- TASK TO CARRY OUT: Look below for the lines from the one with "Spot the dog's front" to the one with "Spot the dog's paw", and copy exactly those lines, both ends included.

- STUDY MATERIAL:
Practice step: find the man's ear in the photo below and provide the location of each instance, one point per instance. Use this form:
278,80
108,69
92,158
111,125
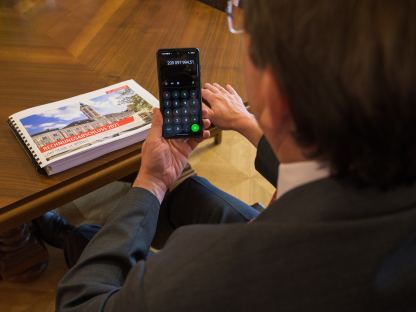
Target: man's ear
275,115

---

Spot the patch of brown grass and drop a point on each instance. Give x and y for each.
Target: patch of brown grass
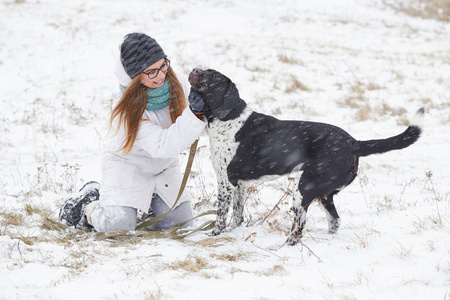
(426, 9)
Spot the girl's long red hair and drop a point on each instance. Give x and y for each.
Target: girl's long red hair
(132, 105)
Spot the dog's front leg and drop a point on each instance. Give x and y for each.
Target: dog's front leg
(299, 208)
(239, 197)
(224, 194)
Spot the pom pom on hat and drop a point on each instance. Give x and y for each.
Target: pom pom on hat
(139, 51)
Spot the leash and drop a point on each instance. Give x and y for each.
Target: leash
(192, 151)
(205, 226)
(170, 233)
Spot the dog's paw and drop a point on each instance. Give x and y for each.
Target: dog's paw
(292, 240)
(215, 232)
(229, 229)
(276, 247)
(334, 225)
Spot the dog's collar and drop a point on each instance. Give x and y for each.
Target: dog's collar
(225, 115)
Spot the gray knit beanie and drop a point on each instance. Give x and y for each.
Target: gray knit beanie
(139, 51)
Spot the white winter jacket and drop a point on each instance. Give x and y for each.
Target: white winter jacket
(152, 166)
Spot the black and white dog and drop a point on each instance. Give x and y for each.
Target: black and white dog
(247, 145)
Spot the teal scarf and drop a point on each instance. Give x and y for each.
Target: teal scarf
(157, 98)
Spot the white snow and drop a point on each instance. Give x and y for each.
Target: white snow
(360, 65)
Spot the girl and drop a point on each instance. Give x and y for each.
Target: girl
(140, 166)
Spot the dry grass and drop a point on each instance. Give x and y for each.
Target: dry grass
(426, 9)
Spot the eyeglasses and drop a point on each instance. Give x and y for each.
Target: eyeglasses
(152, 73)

- RESULT OF THIS EXERCISE:
Spot the dog's front leg and drop a point on each instance. Give x and y for each.
Target: dog's front leg
(299, 208)
(239, 197)
(224, 194)
Spot the pom pom on hat and drop a point on each instance. Give x and y for each.
Target: pom pom on hat
(139, 51)
Spot the leash and drop a point on each instance. Give x and y for each.
Target: leash
(192, 151)
(205, 226)
(170, 233)
Spot the dog's paw and drop a point on each instance. Give x and y for each.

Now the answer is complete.